-------- Information supplied
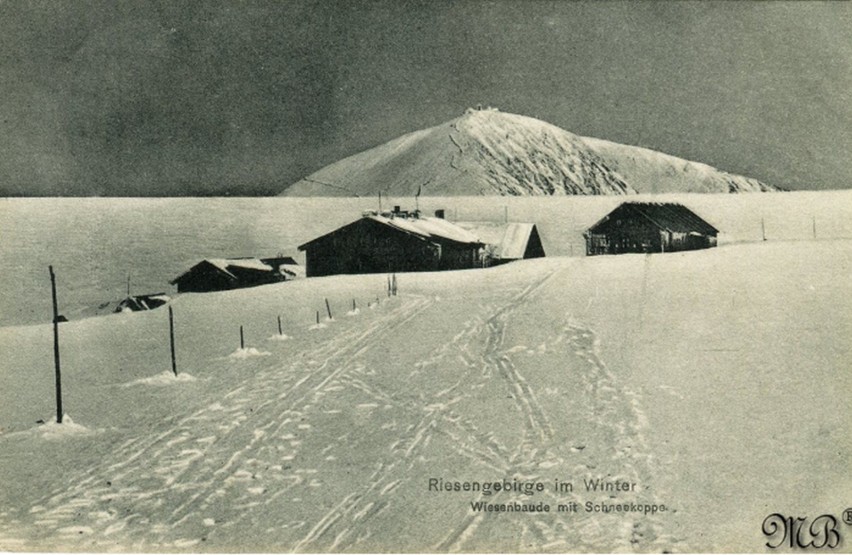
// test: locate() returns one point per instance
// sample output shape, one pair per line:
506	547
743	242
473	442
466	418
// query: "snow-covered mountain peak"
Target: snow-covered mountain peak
488	152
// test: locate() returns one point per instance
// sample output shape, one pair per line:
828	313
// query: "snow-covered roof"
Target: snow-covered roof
509	239
225	264
292	269
669	216
429	228
247	263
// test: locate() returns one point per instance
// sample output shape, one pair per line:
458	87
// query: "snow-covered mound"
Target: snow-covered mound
487	152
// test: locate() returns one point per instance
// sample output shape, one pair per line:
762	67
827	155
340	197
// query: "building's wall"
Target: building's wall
534	247
368	247
202	280
636	236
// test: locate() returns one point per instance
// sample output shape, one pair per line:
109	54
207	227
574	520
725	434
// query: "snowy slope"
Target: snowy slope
486	152
669	371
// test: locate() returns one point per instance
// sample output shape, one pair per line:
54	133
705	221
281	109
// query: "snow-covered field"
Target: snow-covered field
717	381
94	244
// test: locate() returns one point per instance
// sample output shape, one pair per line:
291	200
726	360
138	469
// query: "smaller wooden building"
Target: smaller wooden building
137	303
649	227
506	241
219	274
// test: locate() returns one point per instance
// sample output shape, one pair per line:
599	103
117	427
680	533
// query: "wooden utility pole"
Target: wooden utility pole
172	339
58	372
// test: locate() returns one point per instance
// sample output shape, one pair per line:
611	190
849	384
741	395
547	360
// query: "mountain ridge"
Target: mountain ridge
487	152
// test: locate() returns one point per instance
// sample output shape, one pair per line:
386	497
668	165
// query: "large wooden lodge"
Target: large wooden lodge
649	227
403	241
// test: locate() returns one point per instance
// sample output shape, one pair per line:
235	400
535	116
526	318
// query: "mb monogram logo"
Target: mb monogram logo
798	533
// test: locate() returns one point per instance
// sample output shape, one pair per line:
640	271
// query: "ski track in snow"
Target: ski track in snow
233	452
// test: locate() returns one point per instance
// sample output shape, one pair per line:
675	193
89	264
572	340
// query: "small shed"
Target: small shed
397	241
505	242
219	274
136	303
649	227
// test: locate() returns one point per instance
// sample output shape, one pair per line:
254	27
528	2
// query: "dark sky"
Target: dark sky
173	98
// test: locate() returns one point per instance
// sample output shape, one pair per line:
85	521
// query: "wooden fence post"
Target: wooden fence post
172	339
58	373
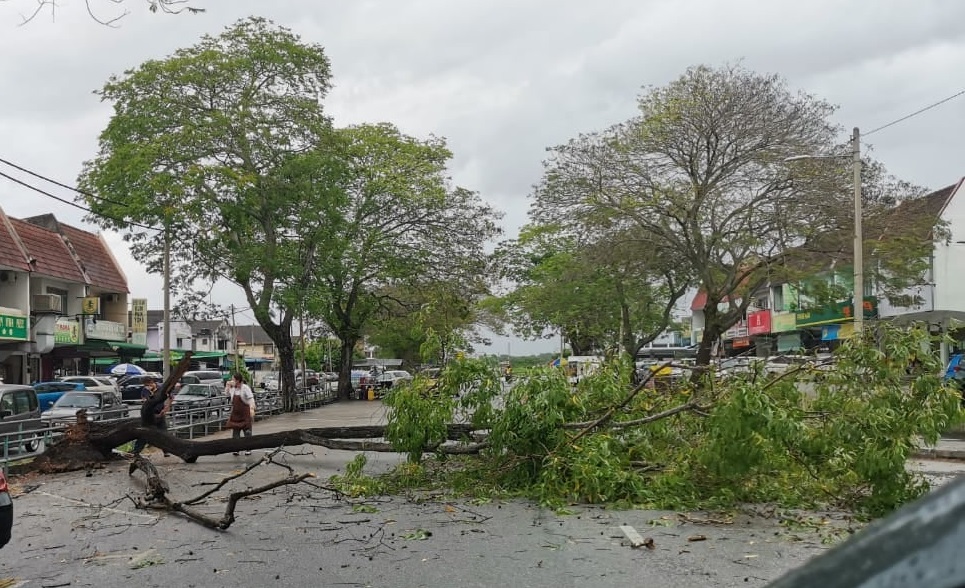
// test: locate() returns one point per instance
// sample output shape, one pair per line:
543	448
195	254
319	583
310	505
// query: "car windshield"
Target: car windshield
78	400
193	390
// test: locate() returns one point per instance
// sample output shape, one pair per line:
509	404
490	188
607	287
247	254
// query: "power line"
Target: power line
62	185
916	113
74	204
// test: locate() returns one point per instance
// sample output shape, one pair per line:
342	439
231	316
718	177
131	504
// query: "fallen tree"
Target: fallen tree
839	435
86	445
157	497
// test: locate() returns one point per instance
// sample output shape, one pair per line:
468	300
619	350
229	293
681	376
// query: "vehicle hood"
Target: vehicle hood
64	413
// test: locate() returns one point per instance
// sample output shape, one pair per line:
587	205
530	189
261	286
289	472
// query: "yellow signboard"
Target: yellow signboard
91	305
139	321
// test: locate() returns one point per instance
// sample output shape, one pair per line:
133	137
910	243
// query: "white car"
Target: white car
92	383
393	378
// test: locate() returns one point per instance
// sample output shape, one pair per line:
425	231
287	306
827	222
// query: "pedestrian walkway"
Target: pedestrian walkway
946	448
345	413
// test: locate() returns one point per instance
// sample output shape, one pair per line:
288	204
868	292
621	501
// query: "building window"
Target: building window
63	297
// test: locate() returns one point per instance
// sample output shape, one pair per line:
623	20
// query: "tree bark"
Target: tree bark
88	444
345	388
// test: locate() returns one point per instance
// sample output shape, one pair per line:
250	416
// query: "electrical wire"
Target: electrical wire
74	204
60	184
916	113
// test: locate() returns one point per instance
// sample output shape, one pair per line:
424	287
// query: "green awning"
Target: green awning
177	354
129	349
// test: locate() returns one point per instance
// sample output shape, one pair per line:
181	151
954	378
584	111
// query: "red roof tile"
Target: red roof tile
11	255
98	260
48	249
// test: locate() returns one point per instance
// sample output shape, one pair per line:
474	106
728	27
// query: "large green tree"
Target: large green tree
600	290
704	171
225	147
399	225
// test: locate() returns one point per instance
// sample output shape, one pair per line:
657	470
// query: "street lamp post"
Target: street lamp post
858	296
858	240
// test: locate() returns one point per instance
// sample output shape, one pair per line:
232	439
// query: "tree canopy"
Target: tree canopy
704	173
225	148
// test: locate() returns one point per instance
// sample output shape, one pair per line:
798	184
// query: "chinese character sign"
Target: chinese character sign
139	321
13	327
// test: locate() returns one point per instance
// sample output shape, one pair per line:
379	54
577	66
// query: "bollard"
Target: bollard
920	544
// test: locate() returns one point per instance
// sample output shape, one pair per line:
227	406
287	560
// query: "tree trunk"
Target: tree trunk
89	443
711	334
345	389
286	350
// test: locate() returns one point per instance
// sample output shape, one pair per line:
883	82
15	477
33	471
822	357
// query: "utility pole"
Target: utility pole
234	335
301	337
166	353
858	239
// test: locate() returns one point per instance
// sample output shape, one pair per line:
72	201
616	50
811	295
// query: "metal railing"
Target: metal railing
30	437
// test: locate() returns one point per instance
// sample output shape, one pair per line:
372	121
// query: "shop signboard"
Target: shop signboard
105	330
139	321
67	332
835	313
13	327
759	322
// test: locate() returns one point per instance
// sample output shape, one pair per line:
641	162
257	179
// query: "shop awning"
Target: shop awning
177	354
128	349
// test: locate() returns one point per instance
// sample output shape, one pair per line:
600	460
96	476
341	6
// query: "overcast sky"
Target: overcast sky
500	79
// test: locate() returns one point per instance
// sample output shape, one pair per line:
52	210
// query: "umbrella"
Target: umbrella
127	369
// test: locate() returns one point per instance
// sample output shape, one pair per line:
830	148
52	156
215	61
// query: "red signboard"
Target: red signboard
759	323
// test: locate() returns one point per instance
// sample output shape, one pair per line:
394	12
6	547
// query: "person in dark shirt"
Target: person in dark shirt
153	411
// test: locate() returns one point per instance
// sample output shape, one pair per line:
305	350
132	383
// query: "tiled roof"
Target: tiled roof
926	209
197	327
48	249
98	260
11	256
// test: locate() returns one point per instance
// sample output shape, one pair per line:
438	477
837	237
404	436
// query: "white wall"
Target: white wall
949	260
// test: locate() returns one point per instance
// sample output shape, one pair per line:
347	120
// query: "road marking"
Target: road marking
107	508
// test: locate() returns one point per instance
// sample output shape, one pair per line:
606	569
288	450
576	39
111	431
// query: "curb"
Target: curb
952	454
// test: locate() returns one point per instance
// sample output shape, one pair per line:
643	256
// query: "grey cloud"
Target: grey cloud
504	79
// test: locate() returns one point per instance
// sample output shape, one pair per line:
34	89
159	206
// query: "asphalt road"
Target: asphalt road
73	530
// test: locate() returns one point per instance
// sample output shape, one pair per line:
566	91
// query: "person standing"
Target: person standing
242	413
153	411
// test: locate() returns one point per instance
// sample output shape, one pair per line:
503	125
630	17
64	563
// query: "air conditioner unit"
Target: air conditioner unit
47	303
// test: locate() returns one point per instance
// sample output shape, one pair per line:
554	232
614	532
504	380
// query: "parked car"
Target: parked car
311	379
192	397
130	387
207	376
20	411
101	406
49	392
6	511
393	378
271	382
101	384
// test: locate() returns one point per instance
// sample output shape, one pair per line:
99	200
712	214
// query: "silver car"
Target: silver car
100	406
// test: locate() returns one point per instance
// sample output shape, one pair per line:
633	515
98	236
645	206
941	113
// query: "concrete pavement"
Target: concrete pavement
946	448
82	529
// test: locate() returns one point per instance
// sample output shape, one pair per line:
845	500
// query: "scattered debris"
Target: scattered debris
636	540
697	538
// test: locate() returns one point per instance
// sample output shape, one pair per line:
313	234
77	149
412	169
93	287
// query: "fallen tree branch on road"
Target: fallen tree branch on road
157	496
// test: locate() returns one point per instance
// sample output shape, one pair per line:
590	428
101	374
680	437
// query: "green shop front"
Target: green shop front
828	326
83	346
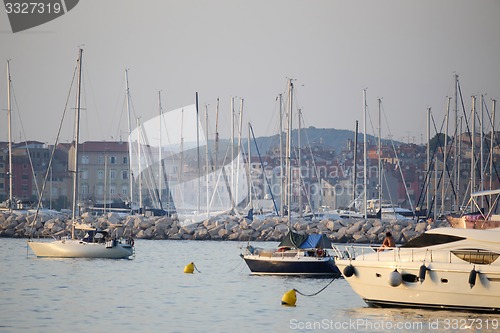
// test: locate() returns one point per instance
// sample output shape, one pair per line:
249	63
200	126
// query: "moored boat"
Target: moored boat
444	268
479	218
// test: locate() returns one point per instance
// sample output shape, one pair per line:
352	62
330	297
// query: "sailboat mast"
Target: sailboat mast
473	141
428	206
364	155
445	157
139	152
9	122
240	128
380	182
206	162
249	169
160	146
300	164
77	137
280	97
217	135
232	153
355	164
456	160
494	101
198	200
130	149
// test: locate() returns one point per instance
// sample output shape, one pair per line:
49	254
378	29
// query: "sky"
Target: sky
404	52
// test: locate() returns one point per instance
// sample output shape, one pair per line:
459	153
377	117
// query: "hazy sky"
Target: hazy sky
405	52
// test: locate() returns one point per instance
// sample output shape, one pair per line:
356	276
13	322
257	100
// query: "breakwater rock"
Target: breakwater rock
232	228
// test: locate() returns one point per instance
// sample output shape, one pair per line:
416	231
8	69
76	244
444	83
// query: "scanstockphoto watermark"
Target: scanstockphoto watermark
24	15
366	325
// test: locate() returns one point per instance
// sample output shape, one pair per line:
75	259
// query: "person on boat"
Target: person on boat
388	242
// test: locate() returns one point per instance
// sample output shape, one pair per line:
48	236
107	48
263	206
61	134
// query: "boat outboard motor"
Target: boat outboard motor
421	273
472	277
349	271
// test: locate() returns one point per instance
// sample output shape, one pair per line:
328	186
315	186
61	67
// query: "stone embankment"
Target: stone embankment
231	228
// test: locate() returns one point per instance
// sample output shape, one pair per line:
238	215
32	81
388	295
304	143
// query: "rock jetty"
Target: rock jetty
230	228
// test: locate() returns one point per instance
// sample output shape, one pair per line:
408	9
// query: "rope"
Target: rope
316	293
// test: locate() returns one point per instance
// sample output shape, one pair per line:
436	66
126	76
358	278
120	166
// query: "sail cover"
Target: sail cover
169	157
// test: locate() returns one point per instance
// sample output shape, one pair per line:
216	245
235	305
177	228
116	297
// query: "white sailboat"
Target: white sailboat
92	243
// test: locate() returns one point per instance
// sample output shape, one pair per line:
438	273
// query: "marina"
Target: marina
150	293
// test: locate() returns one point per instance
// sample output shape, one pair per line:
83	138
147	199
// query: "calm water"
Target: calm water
152	294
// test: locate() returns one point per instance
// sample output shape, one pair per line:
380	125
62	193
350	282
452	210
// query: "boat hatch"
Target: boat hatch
412	278
476	256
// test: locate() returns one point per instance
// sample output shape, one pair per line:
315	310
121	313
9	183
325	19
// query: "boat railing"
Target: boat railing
402	254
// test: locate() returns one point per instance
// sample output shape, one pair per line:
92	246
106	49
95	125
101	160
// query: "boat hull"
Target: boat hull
79	249
302	266
446	286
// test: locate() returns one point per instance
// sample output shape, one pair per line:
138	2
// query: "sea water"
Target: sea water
150	293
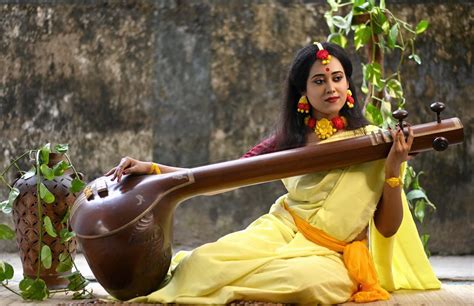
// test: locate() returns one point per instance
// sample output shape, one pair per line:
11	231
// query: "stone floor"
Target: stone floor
456	273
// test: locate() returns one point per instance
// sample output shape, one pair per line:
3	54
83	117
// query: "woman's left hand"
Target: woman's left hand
399	152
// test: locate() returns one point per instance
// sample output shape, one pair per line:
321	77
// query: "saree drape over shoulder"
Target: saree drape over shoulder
271	260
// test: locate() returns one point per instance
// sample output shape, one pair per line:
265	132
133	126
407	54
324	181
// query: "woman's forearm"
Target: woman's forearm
389	213
168	169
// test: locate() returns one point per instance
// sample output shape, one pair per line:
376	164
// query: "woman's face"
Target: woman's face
326	88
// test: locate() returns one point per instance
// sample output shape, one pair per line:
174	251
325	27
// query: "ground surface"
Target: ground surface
456	273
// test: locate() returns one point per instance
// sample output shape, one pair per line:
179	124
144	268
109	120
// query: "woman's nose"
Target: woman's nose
330	88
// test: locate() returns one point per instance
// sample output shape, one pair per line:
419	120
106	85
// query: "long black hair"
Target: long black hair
291	130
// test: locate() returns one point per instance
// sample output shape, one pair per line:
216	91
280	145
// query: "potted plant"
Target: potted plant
40	200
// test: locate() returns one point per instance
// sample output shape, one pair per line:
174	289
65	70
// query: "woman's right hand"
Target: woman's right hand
129	165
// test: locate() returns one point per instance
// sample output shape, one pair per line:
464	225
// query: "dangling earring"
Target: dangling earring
303	105
350	99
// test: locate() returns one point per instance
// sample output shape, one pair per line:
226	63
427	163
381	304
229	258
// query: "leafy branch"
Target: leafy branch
380	31
36	289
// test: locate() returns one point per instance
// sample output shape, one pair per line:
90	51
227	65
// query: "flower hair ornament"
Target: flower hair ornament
349	99
324	128
322	54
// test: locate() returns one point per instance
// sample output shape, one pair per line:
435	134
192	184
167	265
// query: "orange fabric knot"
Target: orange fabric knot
356	258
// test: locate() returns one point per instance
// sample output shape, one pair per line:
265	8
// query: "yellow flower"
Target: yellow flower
324	128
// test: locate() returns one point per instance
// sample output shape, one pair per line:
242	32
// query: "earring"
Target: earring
350	99
303	105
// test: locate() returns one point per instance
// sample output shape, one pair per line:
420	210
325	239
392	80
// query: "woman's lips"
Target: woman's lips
332	99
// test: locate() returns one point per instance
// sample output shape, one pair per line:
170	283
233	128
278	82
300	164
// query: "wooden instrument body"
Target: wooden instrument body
125	230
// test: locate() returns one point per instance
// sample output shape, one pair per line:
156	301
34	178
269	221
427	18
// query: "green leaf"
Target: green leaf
44	154
382	4
339	22
65	263
61	148
394	88
34	289
60	167
328	17
420	207
362	36
6	271
374	74
380	22
6	232
29	174
47	172
14	193
5	207
338	38
48	226
392	36
45	194
83	294
77	185
76	281
46	256
66	235
421	26
373	114
361	6
410	174
364	87
415	57
333	5
66	216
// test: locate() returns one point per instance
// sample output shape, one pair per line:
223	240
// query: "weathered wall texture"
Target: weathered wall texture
189	83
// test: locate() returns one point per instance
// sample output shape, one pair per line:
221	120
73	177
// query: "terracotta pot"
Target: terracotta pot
26	219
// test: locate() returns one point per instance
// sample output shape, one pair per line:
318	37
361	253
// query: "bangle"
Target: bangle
154	169
394	181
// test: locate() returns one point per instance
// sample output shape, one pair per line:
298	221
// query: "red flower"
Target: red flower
338	123
350	99
322	54
311	123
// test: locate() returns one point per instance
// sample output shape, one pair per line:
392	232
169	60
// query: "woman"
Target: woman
312	245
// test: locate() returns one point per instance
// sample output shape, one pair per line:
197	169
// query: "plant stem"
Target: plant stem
13	162
9	289
9	166
72	166
40	212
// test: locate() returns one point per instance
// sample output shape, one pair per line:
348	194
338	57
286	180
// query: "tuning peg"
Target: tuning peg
400	114
440	144
438	107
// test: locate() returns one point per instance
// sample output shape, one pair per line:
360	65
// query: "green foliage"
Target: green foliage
46	256
45	194
48	226
35	289
65	262
6	233
77	185
418	201
374	26
6	271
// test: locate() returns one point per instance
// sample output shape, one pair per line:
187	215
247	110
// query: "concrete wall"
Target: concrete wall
189	83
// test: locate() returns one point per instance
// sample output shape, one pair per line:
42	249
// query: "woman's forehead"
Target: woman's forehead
333	66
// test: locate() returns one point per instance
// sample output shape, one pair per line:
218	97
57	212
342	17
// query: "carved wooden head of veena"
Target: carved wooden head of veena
125	229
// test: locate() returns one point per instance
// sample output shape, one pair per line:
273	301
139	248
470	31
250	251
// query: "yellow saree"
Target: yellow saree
271	261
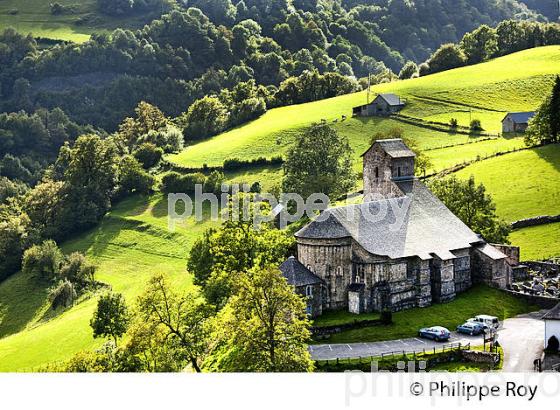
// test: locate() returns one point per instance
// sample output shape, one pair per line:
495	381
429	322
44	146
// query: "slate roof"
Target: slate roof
553	314
391	99
491	252
297	274
416	224
395	148
520	117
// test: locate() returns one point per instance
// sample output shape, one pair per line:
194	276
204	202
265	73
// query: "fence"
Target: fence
398	354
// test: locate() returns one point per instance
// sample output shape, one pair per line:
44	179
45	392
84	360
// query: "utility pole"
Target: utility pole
369	85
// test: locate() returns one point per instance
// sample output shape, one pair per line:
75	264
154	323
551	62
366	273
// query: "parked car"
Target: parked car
471	328
486	320
437	333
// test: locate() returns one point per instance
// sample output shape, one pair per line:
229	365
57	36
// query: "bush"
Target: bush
43	261
386	317
148	154
56	9
77	270
476	125
553	344
63	294
173	182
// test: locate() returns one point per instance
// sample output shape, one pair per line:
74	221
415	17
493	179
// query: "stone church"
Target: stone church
400	248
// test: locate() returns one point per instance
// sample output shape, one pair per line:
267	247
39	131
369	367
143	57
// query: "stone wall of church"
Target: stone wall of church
462	270
330	259
378	172
443	280
492	272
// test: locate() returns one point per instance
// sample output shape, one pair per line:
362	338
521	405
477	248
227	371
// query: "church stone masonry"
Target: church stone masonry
401	248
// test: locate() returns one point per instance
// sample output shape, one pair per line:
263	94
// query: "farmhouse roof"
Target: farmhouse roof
395	148
391	99
520	117
297	274
553	314
416	224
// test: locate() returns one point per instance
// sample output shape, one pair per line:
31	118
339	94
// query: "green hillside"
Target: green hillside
79	20
485	91
131	244
523	184
133	241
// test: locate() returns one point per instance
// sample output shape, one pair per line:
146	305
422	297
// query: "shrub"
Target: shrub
43	261
173	182
553	344
386	317
476	125
148	154
63	294
76	269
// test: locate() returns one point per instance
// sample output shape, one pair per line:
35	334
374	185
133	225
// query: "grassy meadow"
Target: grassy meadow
491	89
523	184
77	23
131	244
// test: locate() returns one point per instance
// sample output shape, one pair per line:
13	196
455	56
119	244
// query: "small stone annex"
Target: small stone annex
382	105
401	248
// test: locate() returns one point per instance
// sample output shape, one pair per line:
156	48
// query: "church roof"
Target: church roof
416	224
520	117
395	148
491	252
297	274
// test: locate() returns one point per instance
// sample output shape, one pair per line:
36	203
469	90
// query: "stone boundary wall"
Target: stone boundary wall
544	302
322	331
538	220
476	356
545	268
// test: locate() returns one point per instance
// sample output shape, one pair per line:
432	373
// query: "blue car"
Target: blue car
437	333
470	328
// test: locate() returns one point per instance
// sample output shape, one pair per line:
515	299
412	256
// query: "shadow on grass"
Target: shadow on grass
21	298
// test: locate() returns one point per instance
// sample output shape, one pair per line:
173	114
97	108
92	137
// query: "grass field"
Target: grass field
130	245
79	21
538	242
523	184
478	300
491	88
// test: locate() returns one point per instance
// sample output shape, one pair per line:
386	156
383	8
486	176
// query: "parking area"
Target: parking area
355	350
521	338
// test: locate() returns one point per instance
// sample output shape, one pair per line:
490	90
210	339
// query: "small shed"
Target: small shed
305	284
383	104
516	121
551	325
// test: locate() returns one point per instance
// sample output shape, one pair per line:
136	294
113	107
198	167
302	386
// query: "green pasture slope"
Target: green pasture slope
516	82
133	241
131	244
76	24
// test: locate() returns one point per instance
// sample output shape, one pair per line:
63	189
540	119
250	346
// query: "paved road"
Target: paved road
521	338
351	350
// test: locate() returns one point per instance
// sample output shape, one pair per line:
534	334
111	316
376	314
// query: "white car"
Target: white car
487	322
----------------
Count the lines in the listing above that contain the string "lamp", treating uppercase and lowercase letters as distinct. Give only the number.

• Correct output:
2